* SOURCE DOCUMENT
-- Begin --
IT was a great relief to all ranks when the long damp nights started growing shorter, and the trenches and country in general began to show us that spring had arrived and that summer was coming.
We soon began to realise, however, that as well as summer other things were in the air. More minute investigation of the enemy’s lines, and more frequent work by our aeroplanes, gave us the idea that operations were pending. In addition to the regular visits to the forward areas by our Divisional Commander and his Staff, Staff officers of higher formations showed even more interest than usual in our positions and those of the enemy opposite to us.
Well as the secret was kept, there was that indefinable something in the air which made us think that at no very far distant date we should be called upon to carry out some form of offensive operations.
At this time, May 1st, the Division formed part of the Xth Corps of the Second Army, and was holding the front from the Bluff Craters, on the Ypres-Comines Canal, as their right boundary to a point a few hundred yards north of the famous Hill 60. Two brigades were in the line, and one in reserve in hutted camps near Outerdom.
For many weeks both our own miners and those of the enemy had been actively at work on our front, especially at the Bluff Craters and about Hill 60.
There were many alarms of enemy mines being blown at Hill 60, and our own large mine, actually under the German lines at this point, was often in danger either of being discovered or fared prematurely by us to prevent discovery. A special scheme was, therefore, arranged in the event of the blowing of this mine being necessary at short notice, and the brigade holding the left sector of the line had many anxious moments. Fortunately, however, this great mine of ours was never discovered until the day when we ourselves made very good use of it.
Several weeks before the actual details of the offensive became known to the front-line troops our artillery had started organised destructive shoots on various points in the enemy’s lines and on his communications, and as usual this provoked retaliation on our back areas. On May 6th, the 21st Battalion at Halifax Camp had to move their quarters owing to shelling, though they were in the resting brigade.
About the middle of May the details of the “Second Army Offensive,” as the operation was termed, were pretty thoroughly known by all concerned, and orders were issued accordingly, informing us that the object of the attack was to capture the dominating Messines Ridge, from which the enemy had for many months had splendid observation of our lines and back areas.
-- End --
Data records:
-- Begin --
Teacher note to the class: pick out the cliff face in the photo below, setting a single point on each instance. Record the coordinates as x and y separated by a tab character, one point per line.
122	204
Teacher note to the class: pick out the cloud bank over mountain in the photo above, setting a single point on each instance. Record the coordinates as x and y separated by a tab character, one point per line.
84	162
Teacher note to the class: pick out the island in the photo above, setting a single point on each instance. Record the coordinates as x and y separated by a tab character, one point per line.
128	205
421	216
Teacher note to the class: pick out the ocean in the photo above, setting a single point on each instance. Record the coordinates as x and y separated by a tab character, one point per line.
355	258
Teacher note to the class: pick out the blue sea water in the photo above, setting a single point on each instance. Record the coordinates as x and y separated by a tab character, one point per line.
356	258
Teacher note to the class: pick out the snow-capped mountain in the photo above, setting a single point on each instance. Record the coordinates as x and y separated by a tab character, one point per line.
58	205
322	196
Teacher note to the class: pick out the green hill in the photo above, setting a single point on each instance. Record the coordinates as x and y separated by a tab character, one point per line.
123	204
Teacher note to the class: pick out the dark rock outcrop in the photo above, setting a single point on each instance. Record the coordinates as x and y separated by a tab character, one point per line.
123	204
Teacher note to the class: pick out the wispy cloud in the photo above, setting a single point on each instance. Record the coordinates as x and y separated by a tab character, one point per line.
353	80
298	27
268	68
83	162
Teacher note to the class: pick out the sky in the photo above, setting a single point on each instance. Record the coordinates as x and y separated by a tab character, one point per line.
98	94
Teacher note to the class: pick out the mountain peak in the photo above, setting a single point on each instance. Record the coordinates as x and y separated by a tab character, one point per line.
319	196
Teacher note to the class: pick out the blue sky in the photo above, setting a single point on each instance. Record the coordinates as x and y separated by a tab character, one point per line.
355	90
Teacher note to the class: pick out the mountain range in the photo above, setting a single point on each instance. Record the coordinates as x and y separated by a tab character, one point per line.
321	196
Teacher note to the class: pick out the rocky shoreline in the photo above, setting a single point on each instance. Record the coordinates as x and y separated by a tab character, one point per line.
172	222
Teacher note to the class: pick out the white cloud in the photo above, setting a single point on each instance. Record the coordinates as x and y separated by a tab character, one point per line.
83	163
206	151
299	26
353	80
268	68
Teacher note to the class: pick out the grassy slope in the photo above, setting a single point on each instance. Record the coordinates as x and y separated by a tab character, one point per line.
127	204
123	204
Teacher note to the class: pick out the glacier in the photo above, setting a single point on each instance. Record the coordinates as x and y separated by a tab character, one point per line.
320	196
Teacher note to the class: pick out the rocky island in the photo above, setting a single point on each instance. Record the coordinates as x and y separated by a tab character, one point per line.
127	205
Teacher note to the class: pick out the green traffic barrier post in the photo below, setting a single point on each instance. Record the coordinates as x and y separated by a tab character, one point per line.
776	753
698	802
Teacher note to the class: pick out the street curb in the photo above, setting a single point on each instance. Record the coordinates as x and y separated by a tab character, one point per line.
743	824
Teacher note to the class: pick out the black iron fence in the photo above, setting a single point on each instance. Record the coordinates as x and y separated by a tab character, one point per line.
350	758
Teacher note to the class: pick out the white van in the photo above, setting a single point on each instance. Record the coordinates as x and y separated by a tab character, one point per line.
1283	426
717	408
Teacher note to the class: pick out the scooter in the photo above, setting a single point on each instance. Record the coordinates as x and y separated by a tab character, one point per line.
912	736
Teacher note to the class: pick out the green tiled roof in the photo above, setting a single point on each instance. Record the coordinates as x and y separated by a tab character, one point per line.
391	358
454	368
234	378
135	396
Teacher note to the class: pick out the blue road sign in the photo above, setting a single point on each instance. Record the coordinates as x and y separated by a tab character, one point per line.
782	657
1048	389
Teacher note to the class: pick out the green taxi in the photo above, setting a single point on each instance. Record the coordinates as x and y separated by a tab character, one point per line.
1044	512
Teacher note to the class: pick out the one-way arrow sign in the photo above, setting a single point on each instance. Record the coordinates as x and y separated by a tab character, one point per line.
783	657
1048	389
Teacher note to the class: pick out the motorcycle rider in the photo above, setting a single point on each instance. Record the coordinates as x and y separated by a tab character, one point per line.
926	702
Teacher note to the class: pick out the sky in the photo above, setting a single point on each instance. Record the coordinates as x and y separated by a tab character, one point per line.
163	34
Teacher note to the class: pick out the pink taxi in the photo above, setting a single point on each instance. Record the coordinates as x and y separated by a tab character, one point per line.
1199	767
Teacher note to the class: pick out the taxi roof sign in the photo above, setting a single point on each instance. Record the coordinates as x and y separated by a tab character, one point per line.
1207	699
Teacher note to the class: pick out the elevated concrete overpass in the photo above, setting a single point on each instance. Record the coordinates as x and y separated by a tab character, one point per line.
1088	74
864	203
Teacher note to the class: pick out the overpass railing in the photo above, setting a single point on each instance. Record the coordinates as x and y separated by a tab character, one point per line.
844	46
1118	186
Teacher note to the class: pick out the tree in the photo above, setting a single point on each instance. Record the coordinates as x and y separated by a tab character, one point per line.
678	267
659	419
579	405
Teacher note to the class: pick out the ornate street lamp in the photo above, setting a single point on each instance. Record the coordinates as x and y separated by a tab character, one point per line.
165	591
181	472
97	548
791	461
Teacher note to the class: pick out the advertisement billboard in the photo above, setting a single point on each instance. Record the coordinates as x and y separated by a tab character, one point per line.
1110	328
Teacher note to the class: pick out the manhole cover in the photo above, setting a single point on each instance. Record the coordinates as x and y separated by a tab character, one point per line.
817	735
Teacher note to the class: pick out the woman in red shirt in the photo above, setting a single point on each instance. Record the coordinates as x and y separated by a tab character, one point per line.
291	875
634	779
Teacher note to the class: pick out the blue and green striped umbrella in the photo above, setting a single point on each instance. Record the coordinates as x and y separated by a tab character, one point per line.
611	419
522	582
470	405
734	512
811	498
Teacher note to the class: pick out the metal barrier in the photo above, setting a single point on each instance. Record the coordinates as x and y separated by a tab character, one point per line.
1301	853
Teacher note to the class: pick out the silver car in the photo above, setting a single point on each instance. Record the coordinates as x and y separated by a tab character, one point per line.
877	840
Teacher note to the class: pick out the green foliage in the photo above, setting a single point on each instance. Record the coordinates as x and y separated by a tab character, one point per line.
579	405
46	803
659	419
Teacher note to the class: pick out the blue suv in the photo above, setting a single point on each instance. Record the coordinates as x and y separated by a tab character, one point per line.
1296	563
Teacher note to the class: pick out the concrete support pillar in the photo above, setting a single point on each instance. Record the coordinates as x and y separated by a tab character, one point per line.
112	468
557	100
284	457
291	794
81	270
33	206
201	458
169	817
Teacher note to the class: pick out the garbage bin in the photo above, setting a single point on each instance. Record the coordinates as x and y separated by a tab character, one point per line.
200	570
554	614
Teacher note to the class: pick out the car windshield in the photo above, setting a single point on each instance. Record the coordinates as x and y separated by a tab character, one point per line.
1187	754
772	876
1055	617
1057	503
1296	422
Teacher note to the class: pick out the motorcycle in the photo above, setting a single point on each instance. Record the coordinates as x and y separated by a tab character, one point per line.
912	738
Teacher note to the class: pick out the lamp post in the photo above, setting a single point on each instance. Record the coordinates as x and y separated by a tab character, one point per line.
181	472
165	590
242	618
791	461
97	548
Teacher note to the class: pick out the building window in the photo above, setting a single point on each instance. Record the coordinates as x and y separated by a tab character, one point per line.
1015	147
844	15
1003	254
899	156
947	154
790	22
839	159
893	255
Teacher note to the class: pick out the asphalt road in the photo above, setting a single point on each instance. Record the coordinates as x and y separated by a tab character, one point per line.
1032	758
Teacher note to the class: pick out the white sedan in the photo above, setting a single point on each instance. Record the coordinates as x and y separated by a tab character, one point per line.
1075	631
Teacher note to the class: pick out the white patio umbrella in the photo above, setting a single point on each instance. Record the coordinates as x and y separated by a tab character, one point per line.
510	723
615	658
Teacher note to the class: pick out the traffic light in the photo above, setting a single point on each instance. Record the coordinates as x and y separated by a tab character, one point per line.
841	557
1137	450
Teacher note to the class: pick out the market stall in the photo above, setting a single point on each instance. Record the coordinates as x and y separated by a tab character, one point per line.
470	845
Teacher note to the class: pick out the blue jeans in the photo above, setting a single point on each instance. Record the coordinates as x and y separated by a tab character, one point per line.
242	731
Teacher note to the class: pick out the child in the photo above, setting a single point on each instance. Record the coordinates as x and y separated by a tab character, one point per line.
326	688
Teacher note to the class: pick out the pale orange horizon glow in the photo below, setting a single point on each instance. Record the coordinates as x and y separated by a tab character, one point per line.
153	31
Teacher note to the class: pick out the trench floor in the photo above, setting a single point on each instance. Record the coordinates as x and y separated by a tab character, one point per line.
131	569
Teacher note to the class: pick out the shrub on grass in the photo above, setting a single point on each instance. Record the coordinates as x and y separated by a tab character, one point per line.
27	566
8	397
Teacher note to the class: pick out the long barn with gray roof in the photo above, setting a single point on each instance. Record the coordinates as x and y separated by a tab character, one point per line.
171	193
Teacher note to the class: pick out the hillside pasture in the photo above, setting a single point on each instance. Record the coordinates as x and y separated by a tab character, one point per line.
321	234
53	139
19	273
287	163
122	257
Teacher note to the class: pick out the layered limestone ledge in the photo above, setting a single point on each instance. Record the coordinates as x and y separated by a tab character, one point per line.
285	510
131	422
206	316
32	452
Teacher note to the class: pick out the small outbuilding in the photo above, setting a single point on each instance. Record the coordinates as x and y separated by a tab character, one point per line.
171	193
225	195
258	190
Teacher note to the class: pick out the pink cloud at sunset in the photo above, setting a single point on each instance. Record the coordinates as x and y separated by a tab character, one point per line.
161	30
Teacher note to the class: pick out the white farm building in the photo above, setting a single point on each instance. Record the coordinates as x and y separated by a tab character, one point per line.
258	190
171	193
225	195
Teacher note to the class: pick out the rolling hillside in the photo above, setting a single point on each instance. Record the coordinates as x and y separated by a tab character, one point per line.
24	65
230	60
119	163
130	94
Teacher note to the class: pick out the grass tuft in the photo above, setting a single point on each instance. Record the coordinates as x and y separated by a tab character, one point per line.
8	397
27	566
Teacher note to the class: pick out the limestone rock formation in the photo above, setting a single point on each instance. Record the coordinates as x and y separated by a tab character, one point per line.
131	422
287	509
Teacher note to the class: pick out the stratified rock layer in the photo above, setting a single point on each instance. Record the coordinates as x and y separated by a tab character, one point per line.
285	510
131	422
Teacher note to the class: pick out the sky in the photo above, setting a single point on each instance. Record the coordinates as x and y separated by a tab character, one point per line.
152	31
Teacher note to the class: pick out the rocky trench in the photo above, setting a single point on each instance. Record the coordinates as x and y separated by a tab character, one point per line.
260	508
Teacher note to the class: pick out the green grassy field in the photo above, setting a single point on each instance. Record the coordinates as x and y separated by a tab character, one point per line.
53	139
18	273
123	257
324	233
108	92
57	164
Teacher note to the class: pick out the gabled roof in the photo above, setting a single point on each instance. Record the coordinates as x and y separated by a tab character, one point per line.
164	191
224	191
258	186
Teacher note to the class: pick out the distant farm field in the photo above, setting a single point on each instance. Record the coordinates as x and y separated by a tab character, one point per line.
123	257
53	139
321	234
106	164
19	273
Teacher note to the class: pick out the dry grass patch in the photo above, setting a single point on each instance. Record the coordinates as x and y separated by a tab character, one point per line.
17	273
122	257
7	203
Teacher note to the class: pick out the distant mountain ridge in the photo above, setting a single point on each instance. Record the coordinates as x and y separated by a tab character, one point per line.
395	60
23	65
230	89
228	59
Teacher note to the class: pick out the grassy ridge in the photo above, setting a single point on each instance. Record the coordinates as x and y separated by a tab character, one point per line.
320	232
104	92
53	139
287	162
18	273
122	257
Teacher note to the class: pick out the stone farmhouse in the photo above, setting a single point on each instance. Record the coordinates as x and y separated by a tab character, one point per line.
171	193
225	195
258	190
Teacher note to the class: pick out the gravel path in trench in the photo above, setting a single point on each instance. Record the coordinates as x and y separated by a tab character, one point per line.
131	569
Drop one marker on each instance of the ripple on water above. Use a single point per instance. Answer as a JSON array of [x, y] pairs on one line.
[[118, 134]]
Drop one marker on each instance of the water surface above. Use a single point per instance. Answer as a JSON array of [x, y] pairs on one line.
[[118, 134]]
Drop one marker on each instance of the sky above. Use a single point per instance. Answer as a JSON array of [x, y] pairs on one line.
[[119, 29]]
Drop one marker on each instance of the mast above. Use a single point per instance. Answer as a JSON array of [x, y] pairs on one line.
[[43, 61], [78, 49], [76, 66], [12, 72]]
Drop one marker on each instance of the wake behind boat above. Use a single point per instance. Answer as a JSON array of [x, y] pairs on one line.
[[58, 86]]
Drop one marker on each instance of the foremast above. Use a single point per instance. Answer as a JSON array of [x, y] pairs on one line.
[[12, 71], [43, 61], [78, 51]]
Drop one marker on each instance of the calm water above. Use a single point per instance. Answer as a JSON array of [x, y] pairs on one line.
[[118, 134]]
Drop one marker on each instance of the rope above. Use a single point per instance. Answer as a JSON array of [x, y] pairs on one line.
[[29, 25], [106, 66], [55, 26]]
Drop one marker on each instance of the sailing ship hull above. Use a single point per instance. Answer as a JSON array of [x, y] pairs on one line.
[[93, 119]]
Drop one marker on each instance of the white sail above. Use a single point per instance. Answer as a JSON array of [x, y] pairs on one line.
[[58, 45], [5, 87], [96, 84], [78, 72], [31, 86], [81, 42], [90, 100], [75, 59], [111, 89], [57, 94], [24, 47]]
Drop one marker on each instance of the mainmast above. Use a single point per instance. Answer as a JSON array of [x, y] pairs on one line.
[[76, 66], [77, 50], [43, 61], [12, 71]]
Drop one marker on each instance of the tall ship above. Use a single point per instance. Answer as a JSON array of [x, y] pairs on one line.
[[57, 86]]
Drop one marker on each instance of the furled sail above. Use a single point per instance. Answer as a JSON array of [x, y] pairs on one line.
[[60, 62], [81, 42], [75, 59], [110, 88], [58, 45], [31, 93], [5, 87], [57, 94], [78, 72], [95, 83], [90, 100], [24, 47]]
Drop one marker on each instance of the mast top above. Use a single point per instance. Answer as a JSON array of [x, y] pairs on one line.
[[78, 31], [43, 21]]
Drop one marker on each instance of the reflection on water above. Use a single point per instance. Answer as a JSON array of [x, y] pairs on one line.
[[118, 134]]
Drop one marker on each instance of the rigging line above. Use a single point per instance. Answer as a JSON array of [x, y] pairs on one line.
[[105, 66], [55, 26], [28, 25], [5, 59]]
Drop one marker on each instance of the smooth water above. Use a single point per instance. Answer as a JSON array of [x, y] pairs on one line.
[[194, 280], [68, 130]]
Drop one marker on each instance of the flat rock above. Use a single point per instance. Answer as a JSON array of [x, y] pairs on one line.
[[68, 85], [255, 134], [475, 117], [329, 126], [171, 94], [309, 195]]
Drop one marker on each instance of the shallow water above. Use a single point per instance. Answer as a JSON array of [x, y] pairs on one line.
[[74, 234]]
-- End --
* THE TASKS
**1)** From the Messines Ridge passage, pull out the words from "About the middle" to "and back areas." and copy them without changes.
**2)** Put this sentence from the Messines Ridge passage into French: "For many weeks both our own miners and those of the enemy had been actively at work on our front, especially at the Bluff Craters and about Hill 60."
These data records are separate from the Messines Ridge passage.

* FULL SOLUTIONS
**1)**
About the middle of May the details of the “Second Army Offensive,” as the operation was termed, were pretty thoroughly known by all concerned, and orders were issued accordingly, informing us that the object of the attack was to capture the dominating Messines Ridge, from which the enemy had for many months had splendid observation of our lines and back areas.

**2)** Pendant de nombreuses semaines, nos propres mineurs comme ceux de l'ennemi avaient travaillé activement sur notre front, en particulier aux Bluff Craters et autour de la cote 60.